What to produce: Reproduce the listing below verbatim, from its first line through the line containing "point(852, 187)", and output nothing else.

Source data
(begin)

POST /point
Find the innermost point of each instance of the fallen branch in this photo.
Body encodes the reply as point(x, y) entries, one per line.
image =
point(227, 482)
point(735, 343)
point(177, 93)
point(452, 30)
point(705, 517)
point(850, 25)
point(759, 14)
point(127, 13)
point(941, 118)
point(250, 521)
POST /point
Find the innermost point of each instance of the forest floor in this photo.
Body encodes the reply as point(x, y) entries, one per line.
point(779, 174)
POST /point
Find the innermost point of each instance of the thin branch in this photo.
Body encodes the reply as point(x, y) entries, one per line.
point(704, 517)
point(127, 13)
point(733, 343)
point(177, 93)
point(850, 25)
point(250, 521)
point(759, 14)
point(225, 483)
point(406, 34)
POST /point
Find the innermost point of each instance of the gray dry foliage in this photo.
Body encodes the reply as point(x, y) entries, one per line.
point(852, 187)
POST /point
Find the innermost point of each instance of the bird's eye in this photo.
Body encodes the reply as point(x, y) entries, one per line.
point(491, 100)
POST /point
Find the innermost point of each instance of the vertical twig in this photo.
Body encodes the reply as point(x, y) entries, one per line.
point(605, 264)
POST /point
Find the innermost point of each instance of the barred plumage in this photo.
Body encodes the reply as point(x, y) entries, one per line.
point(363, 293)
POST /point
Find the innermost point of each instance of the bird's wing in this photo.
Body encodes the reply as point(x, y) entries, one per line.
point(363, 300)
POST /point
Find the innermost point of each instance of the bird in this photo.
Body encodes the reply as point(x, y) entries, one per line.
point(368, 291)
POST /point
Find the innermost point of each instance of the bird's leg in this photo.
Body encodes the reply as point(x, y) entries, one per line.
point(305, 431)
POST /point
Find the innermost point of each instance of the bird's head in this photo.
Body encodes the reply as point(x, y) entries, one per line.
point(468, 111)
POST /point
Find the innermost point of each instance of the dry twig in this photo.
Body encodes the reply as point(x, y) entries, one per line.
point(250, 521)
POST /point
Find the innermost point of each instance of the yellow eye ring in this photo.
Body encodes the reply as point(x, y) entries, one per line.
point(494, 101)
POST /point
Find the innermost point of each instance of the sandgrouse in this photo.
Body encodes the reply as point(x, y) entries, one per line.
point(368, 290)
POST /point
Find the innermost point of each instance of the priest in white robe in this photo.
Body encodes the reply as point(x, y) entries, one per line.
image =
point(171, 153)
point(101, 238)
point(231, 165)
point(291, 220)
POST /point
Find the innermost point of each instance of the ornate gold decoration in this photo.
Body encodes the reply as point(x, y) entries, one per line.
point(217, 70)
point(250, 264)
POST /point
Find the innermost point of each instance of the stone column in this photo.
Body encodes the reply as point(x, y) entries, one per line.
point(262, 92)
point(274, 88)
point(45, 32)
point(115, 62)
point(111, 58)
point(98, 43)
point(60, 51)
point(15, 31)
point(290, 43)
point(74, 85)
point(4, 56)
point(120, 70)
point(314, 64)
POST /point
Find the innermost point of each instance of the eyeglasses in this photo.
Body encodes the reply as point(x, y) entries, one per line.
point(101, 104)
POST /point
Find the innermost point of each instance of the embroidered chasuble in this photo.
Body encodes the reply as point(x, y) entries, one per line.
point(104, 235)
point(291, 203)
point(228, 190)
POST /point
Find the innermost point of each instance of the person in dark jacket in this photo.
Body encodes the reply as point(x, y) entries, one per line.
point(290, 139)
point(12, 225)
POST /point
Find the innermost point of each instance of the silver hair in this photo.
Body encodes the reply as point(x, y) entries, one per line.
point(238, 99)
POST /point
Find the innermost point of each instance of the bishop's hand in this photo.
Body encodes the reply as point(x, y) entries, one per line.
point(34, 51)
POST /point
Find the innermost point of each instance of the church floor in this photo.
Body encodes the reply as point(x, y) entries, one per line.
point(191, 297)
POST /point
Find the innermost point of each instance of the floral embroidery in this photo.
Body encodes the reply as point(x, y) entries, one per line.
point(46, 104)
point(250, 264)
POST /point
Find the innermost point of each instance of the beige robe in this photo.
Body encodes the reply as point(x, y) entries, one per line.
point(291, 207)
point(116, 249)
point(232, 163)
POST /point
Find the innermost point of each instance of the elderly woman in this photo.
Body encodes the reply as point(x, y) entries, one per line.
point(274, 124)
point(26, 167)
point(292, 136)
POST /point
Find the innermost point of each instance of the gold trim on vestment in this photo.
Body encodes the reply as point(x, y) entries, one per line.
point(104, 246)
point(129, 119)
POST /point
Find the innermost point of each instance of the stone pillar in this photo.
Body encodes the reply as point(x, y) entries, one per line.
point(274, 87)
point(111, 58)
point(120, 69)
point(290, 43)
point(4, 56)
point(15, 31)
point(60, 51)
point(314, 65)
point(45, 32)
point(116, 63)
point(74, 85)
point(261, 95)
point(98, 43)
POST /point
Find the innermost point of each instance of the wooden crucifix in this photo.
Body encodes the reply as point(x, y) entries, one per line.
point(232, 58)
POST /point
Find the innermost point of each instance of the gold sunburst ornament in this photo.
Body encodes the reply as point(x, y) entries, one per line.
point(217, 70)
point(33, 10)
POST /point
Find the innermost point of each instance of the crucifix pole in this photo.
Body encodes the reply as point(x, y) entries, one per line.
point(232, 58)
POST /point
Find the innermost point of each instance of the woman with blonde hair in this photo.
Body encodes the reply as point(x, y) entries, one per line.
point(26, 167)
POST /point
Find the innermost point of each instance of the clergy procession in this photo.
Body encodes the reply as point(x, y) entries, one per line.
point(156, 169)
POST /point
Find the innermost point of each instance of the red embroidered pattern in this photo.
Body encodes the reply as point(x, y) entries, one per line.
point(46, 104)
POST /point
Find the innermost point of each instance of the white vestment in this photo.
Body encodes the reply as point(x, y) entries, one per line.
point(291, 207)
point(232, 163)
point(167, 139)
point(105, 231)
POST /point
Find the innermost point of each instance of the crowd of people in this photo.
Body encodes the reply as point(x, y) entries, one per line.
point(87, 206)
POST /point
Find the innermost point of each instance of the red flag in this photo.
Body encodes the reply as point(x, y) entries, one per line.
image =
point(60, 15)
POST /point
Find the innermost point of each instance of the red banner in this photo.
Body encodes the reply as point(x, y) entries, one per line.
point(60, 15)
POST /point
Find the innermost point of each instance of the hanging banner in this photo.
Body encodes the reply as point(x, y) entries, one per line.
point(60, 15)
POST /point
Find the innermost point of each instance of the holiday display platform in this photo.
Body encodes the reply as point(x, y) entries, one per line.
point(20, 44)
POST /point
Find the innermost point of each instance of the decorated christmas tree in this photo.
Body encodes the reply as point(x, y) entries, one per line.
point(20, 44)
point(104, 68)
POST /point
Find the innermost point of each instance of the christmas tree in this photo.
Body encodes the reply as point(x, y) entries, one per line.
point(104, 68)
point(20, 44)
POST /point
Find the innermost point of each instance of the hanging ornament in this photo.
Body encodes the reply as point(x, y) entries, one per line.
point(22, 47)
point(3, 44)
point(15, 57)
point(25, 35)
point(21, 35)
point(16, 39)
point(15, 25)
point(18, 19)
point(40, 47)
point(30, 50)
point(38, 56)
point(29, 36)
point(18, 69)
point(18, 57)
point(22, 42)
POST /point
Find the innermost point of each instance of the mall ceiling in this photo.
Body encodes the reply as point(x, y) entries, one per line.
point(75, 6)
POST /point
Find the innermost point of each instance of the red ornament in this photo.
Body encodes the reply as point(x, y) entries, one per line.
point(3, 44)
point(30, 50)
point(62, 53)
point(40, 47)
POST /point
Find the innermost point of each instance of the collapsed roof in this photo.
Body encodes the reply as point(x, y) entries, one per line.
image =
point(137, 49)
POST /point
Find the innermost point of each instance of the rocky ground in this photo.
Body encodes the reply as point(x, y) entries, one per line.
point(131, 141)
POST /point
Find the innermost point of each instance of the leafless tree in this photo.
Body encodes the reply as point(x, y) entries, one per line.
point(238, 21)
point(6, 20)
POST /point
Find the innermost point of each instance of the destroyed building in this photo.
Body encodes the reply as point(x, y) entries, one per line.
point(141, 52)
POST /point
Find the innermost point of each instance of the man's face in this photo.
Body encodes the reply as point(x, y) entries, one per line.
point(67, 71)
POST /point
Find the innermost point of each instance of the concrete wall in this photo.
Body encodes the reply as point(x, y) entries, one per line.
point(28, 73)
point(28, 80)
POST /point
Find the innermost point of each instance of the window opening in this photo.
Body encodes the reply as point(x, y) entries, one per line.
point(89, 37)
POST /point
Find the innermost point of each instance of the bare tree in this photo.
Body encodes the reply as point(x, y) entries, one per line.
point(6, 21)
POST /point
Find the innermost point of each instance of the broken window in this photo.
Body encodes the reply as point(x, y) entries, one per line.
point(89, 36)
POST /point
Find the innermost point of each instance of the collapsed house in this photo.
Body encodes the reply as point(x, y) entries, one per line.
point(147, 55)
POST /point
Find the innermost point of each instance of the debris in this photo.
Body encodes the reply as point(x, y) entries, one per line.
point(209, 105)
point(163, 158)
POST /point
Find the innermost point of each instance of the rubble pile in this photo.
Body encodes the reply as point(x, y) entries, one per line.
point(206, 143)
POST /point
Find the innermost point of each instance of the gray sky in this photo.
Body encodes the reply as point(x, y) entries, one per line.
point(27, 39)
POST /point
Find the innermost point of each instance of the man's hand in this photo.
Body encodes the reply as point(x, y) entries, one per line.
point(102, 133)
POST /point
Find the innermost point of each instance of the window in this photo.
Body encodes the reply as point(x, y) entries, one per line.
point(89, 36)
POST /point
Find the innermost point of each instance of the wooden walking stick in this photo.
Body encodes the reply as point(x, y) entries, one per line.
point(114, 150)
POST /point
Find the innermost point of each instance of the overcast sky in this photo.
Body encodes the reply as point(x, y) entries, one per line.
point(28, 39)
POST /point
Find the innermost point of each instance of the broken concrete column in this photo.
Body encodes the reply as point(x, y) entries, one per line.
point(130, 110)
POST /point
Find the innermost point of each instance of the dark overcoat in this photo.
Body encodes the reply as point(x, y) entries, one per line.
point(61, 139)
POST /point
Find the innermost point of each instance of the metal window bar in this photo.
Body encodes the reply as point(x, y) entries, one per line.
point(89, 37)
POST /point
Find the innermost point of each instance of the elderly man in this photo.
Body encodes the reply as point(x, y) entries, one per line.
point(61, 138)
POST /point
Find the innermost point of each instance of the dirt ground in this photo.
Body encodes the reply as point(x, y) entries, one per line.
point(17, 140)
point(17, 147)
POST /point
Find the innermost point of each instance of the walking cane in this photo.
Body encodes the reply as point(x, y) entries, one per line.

(end)

Answer to this task:
POST /point
Find the innermost point of each instance of the fallen branch in this photo.
Body encodes the reply as point(x, y) entries, one per line.
image =
point(227, 482)
point(735, 343)
point(177, 93)
point(452, 30)
point(705, 517)
point(850, 25)
point(759, 14)
point(127, 13)
point(941, 118)
point(250, 521)
POST /point
Find the innermost point of each instance of the forest floor in this photo.
Body encodes the reply as point(x, y) entries, one per line.
point(779, 174)
POST /point
Find the innermost point of each instance of the thin branch in this photo.
Body encodes the reply as point(x, y) entries, one per line.
point(704, 517)
point(127, 13)
point(733, 343)
point(177, 93)
point(850, 25)
point(250, 521)
point(759, 14)
point(225, 483)
point(406, 34)
POST /point
Find the innermost point of each instance of the gray dry foliage in this photo.
Body encodes the reply as point(x, y) entries, one per line.
point(852, 187)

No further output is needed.